▸ **Required work**: Report how many lines of the following entries include the string "clear"; respond with the number alone.

(Supplied records Opens)

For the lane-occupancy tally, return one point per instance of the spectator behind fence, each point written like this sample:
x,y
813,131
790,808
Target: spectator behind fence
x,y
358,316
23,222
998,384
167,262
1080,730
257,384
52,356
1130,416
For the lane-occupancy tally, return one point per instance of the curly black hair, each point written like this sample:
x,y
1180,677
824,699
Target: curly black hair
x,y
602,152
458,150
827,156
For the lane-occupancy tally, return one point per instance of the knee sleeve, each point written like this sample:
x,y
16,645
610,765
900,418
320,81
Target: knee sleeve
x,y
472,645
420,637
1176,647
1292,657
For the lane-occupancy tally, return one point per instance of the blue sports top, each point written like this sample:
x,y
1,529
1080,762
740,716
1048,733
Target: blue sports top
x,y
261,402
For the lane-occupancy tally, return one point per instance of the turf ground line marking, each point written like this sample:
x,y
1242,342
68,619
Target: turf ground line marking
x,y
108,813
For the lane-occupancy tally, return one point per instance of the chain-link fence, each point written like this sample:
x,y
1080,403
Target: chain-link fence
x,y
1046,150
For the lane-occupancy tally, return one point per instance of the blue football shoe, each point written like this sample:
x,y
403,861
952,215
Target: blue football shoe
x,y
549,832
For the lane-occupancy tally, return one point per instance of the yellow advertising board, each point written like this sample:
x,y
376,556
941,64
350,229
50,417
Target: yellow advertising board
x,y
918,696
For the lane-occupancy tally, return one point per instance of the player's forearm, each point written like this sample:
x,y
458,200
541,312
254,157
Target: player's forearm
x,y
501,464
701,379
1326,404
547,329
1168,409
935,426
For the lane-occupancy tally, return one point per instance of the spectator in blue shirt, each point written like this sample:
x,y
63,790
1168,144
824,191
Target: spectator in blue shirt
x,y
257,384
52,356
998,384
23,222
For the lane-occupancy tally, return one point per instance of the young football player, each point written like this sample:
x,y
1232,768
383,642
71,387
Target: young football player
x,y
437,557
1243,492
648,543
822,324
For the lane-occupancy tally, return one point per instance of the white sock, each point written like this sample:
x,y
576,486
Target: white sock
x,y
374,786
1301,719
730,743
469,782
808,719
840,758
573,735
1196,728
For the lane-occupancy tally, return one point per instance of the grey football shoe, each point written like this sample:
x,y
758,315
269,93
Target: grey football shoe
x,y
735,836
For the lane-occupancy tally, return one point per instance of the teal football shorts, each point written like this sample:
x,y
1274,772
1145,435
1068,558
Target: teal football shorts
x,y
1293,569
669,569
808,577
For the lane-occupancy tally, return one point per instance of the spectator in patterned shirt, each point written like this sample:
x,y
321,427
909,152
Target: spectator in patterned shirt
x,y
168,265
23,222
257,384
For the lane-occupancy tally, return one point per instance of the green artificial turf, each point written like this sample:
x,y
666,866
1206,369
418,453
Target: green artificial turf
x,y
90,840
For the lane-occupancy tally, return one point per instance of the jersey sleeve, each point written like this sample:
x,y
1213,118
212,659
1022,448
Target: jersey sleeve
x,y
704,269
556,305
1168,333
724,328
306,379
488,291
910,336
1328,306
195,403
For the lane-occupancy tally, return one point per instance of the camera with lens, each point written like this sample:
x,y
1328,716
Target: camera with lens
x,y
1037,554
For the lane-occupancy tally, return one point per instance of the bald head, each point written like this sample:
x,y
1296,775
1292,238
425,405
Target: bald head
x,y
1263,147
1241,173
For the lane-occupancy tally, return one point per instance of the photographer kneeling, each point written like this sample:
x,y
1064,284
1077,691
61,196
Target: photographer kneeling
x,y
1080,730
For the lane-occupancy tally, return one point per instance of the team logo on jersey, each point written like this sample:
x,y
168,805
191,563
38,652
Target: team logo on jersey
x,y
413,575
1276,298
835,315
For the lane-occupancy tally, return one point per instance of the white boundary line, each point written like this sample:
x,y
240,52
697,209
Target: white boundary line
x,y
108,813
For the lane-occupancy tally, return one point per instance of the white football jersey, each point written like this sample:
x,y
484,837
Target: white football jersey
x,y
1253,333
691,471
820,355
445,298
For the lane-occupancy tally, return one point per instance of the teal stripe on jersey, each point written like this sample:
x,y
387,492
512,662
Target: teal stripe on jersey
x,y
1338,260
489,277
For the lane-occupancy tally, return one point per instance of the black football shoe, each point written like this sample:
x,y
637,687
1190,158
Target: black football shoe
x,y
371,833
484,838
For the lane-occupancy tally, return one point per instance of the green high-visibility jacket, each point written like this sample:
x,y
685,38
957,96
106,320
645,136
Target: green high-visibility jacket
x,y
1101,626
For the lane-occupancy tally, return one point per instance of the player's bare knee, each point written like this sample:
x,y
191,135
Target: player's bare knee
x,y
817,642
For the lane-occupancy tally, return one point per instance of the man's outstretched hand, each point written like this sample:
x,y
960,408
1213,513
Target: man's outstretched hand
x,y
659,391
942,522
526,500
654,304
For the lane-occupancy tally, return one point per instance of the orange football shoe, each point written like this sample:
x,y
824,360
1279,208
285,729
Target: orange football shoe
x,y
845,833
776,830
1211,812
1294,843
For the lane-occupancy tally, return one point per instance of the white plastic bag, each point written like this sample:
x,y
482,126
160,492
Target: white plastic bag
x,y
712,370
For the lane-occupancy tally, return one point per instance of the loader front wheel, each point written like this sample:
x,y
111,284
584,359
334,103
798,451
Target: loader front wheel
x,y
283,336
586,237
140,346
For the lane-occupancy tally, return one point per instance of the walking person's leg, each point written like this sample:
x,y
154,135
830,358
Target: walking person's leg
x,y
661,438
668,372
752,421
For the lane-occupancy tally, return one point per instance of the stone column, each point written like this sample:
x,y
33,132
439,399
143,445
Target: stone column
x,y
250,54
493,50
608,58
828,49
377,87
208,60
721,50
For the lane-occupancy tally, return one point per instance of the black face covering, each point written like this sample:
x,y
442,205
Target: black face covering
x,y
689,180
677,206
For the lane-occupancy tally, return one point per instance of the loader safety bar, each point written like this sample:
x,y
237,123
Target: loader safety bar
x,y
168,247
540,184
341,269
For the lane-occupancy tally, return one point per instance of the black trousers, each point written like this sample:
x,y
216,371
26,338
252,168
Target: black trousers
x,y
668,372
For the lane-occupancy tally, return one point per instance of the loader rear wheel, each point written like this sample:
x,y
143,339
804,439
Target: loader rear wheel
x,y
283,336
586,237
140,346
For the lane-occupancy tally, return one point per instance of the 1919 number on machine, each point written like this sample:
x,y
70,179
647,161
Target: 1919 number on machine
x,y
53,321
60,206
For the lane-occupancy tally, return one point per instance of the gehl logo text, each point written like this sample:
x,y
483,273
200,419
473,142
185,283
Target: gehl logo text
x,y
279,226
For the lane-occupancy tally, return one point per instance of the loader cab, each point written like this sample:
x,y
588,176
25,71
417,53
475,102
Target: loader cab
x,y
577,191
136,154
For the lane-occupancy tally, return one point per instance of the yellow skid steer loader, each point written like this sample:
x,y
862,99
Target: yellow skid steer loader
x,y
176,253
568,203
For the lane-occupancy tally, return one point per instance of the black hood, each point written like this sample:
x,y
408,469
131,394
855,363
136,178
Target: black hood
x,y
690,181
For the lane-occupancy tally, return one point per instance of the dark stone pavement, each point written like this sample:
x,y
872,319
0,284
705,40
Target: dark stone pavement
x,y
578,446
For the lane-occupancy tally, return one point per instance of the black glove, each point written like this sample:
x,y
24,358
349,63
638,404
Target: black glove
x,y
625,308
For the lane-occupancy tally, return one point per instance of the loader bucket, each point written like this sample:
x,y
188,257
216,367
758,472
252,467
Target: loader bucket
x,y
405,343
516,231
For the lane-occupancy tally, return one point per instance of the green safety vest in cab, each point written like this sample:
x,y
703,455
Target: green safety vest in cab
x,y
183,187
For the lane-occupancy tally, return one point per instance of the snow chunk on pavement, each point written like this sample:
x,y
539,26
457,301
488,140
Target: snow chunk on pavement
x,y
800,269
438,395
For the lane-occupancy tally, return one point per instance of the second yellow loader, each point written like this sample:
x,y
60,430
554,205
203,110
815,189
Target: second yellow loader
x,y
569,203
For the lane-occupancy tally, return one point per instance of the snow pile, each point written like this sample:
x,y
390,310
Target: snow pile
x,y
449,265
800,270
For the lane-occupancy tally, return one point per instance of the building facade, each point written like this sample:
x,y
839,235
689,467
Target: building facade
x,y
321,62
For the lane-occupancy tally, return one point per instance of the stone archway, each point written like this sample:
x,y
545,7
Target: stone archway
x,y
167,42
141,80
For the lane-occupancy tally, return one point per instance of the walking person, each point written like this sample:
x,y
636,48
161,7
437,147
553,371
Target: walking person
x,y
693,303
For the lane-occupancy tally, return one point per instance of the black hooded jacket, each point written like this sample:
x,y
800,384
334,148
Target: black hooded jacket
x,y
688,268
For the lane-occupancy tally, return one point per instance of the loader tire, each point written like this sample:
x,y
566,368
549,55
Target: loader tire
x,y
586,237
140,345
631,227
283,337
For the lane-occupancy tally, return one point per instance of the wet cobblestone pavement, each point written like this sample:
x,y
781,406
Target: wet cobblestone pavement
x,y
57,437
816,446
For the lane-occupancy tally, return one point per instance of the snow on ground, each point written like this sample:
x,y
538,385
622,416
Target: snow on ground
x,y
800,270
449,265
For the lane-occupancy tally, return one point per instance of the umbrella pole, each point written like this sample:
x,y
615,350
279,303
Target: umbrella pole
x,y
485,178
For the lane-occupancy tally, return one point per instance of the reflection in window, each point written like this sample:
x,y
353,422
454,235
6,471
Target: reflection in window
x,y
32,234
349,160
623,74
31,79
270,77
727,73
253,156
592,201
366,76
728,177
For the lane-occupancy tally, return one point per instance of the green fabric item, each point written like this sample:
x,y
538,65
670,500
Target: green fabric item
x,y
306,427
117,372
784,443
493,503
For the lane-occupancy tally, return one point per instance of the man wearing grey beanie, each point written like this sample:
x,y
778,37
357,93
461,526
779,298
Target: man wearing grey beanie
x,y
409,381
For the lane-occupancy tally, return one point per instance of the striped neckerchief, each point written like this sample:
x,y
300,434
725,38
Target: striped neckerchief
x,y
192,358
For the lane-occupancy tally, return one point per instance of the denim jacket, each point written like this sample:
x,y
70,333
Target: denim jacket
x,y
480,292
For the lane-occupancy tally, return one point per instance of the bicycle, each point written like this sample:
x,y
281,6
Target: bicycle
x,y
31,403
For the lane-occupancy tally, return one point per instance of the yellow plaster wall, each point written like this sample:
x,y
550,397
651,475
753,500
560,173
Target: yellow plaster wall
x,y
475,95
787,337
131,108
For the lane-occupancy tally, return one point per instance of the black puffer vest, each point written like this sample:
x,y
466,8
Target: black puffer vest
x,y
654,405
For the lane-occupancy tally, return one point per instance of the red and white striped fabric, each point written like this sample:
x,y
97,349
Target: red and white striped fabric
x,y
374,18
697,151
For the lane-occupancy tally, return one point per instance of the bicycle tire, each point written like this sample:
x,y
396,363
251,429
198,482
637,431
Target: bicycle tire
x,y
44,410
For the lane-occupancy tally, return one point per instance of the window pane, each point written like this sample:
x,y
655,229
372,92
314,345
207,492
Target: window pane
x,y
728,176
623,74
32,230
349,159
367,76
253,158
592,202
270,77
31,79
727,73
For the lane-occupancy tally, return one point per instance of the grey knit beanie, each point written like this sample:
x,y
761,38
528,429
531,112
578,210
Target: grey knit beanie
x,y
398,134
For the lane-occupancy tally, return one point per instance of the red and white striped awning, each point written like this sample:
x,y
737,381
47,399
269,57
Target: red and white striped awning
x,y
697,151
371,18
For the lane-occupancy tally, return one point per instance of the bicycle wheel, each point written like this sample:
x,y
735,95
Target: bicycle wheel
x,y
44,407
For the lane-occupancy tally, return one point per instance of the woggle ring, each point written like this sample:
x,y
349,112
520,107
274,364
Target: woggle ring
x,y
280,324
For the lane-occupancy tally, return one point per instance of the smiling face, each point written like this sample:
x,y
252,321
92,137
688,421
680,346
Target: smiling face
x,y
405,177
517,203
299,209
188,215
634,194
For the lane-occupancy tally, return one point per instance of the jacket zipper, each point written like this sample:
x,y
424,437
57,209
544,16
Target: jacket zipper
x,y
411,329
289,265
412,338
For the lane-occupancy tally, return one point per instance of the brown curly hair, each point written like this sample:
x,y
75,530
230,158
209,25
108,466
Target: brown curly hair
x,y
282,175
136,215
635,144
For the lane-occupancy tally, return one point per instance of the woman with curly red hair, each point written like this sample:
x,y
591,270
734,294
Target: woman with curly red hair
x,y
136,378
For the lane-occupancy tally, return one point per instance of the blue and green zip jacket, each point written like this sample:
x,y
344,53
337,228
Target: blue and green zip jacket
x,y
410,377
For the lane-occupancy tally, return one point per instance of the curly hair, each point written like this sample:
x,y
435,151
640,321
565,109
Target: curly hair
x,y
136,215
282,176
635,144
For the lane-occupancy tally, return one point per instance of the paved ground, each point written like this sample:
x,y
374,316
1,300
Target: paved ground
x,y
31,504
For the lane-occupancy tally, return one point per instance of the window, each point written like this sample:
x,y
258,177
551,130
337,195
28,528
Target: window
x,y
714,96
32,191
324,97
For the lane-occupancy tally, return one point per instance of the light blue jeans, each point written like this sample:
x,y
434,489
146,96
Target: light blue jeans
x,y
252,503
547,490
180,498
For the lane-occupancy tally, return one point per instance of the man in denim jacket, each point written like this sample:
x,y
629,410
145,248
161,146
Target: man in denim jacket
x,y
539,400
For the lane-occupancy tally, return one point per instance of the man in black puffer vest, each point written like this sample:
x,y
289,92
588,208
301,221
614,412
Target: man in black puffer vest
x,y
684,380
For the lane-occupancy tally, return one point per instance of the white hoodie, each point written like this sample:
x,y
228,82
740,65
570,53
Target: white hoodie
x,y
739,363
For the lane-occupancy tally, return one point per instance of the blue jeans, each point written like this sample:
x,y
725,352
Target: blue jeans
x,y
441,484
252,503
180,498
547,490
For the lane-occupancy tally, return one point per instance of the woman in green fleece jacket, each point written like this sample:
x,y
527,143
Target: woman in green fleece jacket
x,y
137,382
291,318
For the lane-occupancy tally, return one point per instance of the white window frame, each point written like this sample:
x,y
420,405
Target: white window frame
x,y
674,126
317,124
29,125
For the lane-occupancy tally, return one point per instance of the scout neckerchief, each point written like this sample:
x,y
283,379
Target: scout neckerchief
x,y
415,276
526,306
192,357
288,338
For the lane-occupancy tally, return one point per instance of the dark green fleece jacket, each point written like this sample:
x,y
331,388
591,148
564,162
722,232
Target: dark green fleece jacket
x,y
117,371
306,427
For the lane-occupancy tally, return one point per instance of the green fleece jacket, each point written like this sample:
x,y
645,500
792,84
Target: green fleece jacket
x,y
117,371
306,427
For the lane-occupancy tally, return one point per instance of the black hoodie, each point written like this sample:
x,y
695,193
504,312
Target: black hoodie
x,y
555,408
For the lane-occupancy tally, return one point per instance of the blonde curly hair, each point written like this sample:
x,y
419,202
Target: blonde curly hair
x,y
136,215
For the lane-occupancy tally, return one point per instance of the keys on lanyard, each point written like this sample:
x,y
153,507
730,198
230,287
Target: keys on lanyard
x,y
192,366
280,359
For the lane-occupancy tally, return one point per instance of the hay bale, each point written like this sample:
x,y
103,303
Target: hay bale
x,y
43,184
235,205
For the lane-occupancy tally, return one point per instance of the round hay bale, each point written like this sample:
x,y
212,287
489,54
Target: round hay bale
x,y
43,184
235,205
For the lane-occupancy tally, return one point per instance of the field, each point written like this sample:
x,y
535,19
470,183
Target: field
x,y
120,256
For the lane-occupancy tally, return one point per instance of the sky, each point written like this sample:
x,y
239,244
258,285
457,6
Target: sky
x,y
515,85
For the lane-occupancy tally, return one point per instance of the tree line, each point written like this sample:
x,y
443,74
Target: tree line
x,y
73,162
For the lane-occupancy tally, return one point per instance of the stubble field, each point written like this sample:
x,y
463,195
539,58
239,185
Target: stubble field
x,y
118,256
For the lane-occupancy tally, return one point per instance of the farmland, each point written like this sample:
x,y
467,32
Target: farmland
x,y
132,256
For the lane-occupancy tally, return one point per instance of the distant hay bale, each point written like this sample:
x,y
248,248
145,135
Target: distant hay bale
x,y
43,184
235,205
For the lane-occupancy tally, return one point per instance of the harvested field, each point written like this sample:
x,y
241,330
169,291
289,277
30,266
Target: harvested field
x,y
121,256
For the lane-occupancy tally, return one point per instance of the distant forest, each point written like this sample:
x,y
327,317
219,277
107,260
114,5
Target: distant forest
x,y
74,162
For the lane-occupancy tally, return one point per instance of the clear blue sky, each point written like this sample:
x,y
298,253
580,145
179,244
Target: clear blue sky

(Supplied records Closes)

▸ **Worked solution**: 2